| STATED EXERCISE |
Pull out every line below that contains the word "white". Case counts.

-=-=-=-=-

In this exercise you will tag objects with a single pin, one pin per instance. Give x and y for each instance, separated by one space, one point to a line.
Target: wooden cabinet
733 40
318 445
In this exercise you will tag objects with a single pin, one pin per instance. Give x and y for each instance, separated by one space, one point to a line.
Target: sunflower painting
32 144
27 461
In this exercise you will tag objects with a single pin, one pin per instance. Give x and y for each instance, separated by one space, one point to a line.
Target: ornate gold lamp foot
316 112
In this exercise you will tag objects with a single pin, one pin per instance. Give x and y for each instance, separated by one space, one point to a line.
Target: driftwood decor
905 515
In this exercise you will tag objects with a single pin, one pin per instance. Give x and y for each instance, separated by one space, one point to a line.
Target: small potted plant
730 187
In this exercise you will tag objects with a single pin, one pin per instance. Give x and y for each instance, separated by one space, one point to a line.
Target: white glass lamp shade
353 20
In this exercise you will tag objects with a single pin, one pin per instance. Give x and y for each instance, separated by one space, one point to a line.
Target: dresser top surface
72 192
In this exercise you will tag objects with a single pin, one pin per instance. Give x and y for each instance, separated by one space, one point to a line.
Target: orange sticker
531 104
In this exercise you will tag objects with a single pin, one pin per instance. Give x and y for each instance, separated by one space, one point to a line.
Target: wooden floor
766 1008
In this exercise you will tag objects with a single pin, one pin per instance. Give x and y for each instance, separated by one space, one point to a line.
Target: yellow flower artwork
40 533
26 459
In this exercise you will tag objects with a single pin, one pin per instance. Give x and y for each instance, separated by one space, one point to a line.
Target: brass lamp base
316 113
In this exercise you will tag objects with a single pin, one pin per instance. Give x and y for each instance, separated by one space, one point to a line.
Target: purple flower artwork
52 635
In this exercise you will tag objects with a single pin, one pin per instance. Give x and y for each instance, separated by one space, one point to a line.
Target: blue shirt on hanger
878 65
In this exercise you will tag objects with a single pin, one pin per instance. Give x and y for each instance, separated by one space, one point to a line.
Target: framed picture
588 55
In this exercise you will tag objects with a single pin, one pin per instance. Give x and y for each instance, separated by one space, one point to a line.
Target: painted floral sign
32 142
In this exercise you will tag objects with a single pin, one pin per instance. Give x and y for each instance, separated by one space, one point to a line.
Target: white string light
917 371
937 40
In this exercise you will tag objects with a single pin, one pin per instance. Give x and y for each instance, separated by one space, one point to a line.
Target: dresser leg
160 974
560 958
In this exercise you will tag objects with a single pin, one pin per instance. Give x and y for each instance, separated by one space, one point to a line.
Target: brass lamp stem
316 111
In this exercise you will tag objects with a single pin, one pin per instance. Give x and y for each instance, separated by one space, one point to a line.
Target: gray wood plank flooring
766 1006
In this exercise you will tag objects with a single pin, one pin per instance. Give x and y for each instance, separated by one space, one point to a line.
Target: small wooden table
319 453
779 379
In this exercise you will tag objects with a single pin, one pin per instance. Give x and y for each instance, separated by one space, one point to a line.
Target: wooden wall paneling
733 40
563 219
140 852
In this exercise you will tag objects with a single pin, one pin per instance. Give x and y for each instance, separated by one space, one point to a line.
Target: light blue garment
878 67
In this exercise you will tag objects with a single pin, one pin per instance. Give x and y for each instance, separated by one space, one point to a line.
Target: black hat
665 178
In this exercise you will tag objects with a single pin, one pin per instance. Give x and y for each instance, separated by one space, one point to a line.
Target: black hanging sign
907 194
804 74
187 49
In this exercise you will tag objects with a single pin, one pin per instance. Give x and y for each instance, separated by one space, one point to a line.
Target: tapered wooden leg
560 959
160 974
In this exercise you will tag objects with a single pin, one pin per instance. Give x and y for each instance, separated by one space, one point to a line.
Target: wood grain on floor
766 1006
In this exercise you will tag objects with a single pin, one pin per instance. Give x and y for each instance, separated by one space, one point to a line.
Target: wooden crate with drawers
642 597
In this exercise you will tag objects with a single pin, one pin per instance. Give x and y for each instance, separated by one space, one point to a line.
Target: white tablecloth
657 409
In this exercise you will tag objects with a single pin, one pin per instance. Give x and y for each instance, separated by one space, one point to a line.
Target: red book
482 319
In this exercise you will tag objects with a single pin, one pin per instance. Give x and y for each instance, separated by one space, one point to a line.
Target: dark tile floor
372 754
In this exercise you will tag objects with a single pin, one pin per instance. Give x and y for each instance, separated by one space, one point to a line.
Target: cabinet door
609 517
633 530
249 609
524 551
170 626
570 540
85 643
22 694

-=-=-=-=-

| EXERCISE RESPONSE |
Target: white glass lamp shade
Target: white string light
Target: white tablecloth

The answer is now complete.